▶ PROBLEMS TO WORK ON
**1.** From the post on composition books, quote the passage that begins at the words "The book arose" and stops after the words "printing in Japan.".
**2.** Translate this sentence from the post on composition books into Spanish: "Arthur Wesley Dow (1857-1922) was a painter, printmaker and a writer."

[BEGIN PASSAGE TO READ]

Monday, January 21, 2008

Composition and Design - A Digest #1

Last week I recommended Greg Albert's "The Simple Secret to Better Painting" as a book which I recommend to people needing help with or wanting to find out more about composition. Today, I'm listing and providing a synopsis of other books about composition or books which have helpful sections about composition.

This first 'digest' of book reviews focuses on those books which relate composition to art history or were written over a hundred years ago.

Composition
A series of exercises for the use of students and teachers
by Arthur Wesley Dow (Author), Joseph Masheck (Author).
Publisher: University of California Press; original publication 1899; current edition (February 1998). ISBN-10: 0520207491;ISBN-13: 978-0520207493

Arthur Wesley Dow (1857-1922) was a painter, printmaker and a writer. He chaired the Department of Fine Arts at Teachers College of Columbia University, New York from 1904 until his death.

Dow is perhaps best known as a mentor to Georgia O'Keeffe and the man who literally "wrote the book" on composition. First published in 1899, this manual influenced generations of teachers and students.

The book arose out of Dow's studies of the approach to making art in different cultures and therein lies some of the real power of the book for me - particularly now in an age of instant global communication.

Relevant to all of the visual arts, it employs a workbook format and sets of exercise to work through principles regarding harmonic relations between lines, color, and dark and light patterns. It also includes an extended discussion of Notan which in turn is based on Dow's studies of wood block printing in Japan.

[END PASSAGE TO READ]
[BEGIN DATASET RECORDS]

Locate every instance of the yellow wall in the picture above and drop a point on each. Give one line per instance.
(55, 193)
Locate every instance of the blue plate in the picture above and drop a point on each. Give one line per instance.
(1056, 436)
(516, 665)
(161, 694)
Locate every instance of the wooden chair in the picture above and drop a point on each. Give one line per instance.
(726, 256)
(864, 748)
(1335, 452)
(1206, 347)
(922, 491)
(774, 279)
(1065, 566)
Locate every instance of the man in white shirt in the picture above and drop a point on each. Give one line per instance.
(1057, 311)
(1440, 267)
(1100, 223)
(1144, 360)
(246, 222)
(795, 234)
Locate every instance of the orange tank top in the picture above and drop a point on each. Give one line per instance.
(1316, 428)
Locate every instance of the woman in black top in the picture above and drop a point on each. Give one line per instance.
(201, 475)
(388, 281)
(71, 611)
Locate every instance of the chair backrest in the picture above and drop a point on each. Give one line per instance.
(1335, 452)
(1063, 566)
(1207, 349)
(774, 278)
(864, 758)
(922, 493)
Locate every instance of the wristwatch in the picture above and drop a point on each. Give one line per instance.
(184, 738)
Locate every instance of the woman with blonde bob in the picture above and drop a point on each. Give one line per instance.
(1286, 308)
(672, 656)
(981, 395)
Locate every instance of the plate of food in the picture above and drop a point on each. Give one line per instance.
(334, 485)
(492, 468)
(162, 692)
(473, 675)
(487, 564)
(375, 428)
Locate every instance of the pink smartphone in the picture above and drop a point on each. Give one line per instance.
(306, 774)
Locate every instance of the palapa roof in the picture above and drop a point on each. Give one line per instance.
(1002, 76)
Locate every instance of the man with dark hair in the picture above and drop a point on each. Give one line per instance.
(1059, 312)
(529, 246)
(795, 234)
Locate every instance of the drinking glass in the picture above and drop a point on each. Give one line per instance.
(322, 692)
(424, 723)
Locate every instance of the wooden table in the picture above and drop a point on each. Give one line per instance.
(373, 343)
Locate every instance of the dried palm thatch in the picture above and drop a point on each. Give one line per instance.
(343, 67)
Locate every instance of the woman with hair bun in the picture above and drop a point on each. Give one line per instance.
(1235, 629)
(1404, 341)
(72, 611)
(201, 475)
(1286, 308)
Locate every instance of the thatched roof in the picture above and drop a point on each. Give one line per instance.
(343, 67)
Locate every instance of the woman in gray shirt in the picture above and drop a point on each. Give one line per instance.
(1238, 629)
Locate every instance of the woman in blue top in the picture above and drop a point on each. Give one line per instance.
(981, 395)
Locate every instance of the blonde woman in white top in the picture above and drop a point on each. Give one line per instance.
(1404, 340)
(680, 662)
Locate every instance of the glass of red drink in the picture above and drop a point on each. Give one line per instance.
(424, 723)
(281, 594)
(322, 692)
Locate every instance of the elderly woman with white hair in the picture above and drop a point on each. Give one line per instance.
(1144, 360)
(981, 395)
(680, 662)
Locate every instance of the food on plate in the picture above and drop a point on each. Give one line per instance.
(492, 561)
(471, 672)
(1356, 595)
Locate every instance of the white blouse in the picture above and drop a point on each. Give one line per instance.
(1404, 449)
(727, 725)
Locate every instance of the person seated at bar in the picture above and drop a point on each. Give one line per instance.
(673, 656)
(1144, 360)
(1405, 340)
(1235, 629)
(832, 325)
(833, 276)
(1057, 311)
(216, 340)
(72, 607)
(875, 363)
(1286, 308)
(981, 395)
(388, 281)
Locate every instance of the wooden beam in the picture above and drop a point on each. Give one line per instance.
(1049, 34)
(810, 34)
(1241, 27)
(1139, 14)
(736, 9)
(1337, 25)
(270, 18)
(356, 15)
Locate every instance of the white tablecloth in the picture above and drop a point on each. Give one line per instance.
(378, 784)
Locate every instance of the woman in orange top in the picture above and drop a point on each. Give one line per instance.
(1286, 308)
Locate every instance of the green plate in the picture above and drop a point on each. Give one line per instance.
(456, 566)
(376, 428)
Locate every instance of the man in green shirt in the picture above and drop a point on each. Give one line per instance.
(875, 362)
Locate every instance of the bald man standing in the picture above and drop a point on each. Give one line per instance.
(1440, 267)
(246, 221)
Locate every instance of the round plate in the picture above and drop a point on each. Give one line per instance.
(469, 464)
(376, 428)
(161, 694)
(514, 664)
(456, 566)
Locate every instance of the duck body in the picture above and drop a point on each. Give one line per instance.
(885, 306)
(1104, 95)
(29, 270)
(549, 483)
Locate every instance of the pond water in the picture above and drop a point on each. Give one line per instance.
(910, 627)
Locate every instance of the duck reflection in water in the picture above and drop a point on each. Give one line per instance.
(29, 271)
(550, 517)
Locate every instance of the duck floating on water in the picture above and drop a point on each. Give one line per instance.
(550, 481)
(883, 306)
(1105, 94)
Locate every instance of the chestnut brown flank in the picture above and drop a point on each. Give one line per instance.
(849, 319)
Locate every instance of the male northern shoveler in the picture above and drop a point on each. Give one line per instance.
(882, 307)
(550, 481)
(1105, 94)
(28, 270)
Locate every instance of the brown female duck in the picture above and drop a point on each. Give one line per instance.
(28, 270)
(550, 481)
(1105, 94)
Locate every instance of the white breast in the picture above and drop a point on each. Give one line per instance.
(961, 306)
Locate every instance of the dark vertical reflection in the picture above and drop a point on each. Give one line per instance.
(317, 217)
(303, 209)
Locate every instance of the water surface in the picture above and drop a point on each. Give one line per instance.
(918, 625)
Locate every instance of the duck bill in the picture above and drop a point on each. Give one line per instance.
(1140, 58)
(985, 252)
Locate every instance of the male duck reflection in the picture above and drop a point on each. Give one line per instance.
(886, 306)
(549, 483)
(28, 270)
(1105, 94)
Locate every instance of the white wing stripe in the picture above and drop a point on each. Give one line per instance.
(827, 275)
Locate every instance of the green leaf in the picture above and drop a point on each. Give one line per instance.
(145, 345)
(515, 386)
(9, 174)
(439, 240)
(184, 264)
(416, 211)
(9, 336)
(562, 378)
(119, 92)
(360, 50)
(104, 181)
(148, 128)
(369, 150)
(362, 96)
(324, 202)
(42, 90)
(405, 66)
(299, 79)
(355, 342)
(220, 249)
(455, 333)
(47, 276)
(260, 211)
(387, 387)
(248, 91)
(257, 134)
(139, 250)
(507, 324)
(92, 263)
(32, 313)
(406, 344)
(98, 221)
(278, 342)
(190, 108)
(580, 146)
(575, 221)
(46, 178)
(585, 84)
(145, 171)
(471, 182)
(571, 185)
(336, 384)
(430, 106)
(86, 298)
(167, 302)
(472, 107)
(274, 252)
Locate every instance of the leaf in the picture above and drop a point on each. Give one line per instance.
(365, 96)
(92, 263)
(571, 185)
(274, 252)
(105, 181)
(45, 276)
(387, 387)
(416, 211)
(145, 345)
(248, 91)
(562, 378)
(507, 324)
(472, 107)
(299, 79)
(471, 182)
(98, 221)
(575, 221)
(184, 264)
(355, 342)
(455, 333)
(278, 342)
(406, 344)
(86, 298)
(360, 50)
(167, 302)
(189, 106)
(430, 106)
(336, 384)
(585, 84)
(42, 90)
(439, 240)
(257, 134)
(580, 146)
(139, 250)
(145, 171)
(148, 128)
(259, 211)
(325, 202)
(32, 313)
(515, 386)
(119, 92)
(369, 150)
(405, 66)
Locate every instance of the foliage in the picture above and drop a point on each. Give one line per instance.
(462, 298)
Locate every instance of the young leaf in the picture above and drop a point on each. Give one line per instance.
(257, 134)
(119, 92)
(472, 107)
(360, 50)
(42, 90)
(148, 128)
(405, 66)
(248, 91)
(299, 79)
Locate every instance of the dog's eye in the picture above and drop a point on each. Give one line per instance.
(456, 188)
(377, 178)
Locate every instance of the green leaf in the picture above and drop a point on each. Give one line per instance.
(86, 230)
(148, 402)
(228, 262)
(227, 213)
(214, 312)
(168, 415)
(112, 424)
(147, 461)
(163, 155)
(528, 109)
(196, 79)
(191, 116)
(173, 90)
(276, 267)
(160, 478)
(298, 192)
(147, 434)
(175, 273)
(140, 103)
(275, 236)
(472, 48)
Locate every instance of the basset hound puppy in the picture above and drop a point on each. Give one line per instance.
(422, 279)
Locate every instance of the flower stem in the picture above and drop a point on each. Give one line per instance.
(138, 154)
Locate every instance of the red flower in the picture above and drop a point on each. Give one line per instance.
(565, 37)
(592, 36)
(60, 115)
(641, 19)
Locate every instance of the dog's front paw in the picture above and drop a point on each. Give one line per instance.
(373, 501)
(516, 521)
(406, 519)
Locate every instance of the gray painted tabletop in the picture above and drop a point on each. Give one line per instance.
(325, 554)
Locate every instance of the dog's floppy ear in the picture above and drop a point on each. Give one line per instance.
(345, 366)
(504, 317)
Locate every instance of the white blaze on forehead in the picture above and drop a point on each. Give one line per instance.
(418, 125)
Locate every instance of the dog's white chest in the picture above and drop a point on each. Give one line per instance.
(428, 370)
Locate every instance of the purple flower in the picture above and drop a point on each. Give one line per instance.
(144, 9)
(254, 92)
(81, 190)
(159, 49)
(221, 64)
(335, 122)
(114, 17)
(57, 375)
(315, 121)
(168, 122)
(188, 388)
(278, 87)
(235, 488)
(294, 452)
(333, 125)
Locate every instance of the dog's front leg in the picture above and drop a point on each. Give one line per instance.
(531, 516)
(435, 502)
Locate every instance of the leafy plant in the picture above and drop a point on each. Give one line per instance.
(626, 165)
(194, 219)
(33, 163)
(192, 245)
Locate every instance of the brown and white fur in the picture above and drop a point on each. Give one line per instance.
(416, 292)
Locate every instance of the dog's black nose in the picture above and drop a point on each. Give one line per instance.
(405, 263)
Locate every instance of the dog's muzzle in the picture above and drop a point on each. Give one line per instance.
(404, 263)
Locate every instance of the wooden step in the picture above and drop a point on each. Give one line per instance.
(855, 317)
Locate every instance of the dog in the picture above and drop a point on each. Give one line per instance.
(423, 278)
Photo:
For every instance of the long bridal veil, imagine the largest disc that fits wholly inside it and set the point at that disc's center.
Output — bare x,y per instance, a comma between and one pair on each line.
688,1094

[END DATASET RECORDS]

▶ ANSWERS FOR THE TASKS
**1.**
The book arose out of Dow's studies of the approach to making art in different cultures and therein lies some of the real power of the book for me - particularly now in an age of instant global communication.

Relevant to all of the visual arts, it employs a workbook format and sets of exercise to work through principles regarding harmonic relations between lines, color, and dark and light patterns. It also includes an extended discussion of Notan which in turn is based on Dow's studies of wood block printing in Japan.

**2.** Arthur Wesley Dow (1857-1922) fue pintor, grabador y escritor.